## Task statement
Retype the article below on the first silicon-free computer word for word, in full.

## Supplied text
┏━━
For the first time in history, researchers have built a computer without silicon — using atom-thin 2D materials to craft a new generation of electronics that could one day replace today’s chips.
Key Points at a Glance
- Engineers at Penn State created the first silicon-free computer using 2D materials just one atom thick.
- The system performs simple logic operations using transistors made from molybdenum disulfide and tungsten diselenide.
- This 2D CMOS computer marks a major milestone toward thinner, faster, and more energy-efficient electronics.
Silicon has ruled electronics for more than 70 years — but a new computer built entirely from non-silicon, atom-thick materials is now challenging its dominance. In a groundbreaking first, engineers at Penn State have created a functioning CMOS (complementary metal-oxide semiconductor) computer made from two different 2D materials: molybdenum disulfide and tungsten diselenide.
The results, published in Nature, represent a seismic leap forward for electronics. Unlike silicon, which loses performance at ultra-small sizes, 2D materials preserve their remarkable properties at atomic thickness — enabling continued miniaturization without the performance trade-offs. That makes them prime candidates to power the future of computing, smartphones, and more.
“Silicon’s shrinking benefits are hitting a wall,” said Saptarshi Das, lead researcher and professor at Penn State. “2D materials maintain their electronic advantages even at extreme thinness. That’s what allows us to move beyond silicon.”
┗━━
## Data block
┏━━
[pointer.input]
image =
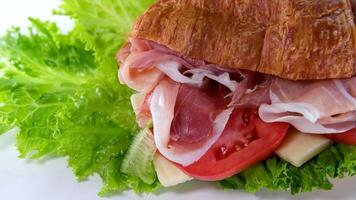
┗━━
## Result below
For the first time in history, researchers have built a computer without silicon — using atom-thin 2D materials to craft a new generation of electronics that could one day replace today’s chips.
Key Points at a Glance
- Engineers at Penn State created the first silicon-free computer using 2D materials just one atom thick.
- The system performs simple logic operations using transistors made from molybdenum disulfide and tungsten diselenide.
- This 2D CMOS computer marks a major milestone toward thinner, faster, and more energy-efficient electronics.
Silicon has ruled electronics for more than 70 years — but a new computer built entirely from non-silicon, atom-thick materials is now challenging its dominance. In a groundbreaking first, engineers at Penn State have created a functioning CMOS (complementary metal-oxide semiconductor) computer made from two different 2D materials: molybdenum disulfide and tungsten diselenide.
The results, published in Nature, represent a seismic leap forward for electronics. Unlike silicon, which loses performance at ultra-small sizes, 2D materials preserve their remarkable properties at atomic thickness — enabling continued miniaturization without the performance trade-offs. That makes them prime candidates to power the future of computing, smartphones, and more.
“Silicon’s shrinking benefits are hitting a wall,” said Saptarshi Das, lead researcher and professor at Penn State. “2D materials maintain their electronic advantages even at extreme thinness. That’s what allows us to move beyond silicon.”